** Start Excerpt provided **

In FIG. 21, the same components as those of the layout verifying systems shown in FIGS. 1, 9 and 15 bear the same reference numbers. Description will now be given on the components, which are not included in the layout verifying systems in FIGS. 1, 9 and 15.
Recognition control portion 43 controls pattern recognizing device 140 to perform the primary detection processing. More specifically, recognition control portion 43 controls pattern recognizing device 140 to determine whether a cross, L-shaped or T-shaped pattern is present in blocks, which are defined by dividing the layout image and each have a size of 3-by-3 pixels, or not.
When the cross pattern is detected, i.e., when recognition control portion 43 receives the coordinates of the pixels forming the cross pattern, it controls display device 150 to highlight the pixels forming the cross pattern displayed thereby.

** End Excerpt provided **
** Start Supplied material **

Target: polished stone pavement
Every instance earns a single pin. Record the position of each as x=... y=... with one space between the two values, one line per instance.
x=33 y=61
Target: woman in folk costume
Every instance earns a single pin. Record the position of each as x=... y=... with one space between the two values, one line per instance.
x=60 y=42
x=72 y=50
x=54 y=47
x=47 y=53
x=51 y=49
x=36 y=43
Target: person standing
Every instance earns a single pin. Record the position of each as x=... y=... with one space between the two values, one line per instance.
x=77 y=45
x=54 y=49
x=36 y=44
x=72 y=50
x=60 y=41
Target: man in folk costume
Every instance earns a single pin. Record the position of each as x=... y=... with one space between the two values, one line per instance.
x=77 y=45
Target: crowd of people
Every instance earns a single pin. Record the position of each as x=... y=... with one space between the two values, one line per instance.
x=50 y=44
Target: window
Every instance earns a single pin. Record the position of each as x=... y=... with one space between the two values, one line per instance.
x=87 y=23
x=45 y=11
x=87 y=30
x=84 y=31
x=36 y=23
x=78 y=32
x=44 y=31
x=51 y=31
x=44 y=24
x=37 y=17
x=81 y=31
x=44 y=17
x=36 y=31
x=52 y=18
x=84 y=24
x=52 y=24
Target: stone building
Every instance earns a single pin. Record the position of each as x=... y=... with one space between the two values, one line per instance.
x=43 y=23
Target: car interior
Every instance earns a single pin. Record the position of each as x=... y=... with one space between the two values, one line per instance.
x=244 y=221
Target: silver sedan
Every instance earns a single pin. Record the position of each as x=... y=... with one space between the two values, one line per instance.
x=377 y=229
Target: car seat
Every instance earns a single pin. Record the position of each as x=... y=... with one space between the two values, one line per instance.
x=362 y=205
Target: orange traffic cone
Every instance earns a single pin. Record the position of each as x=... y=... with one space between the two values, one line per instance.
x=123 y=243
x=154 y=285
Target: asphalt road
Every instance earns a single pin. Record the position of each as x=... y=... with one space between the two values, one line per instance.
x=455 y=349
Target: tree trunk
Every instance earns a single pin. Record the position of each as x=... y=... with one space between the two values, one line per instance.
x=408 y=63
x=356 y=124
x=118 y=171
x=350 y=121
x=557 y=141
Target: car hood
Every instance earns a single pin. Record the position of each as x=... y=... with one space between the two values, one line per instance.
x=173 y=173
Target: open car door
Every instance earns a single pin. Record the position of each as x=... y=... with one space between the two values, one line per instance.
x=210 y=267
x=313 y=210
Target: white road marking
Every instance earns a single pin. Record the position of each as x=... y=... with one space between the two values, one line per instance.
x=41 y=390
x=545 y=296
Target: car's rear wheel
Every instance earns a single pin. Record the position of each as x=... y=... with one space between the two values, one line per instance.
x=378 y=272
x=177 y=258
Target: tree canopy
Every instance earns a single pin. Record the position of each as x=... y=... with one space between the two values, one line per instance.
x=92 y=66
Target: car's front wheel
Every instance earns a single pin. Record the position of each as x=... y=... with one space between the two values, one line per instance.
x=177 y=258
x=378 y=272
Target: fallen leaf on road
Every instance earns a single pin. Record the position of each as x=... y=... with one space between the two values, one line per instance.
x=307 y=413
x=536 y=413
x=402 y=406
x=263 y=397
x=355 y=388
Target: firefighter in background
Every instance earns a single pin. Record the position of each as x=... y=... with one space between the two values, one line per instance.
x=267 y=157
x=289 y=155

** End Supplied material **

Instructions to follow> Quote the layout verification passage starting at "In FIG. 21, the" and ending at "pixels, or not.".

Reply>
In FIG. 21, the same components as those of the layout verifying systems shown in FIGS. 1, 9 and 15 bear the same reference numbers. Description will now be given on the components, which are not included in the layout verifying systems in FIGS. 1, 9 and 15.
Recognition control portion 43 controls pattern recognizing device 140 to perform the primary detection processing. More specifically, recognition control portion 43 controls pattern recognizing device 140 to determine whether a cross, L-shaped or T-shaped pattern is present in blocks, which are defined by dividing the layout image and each have a size of 3-by-3 pixels, or not.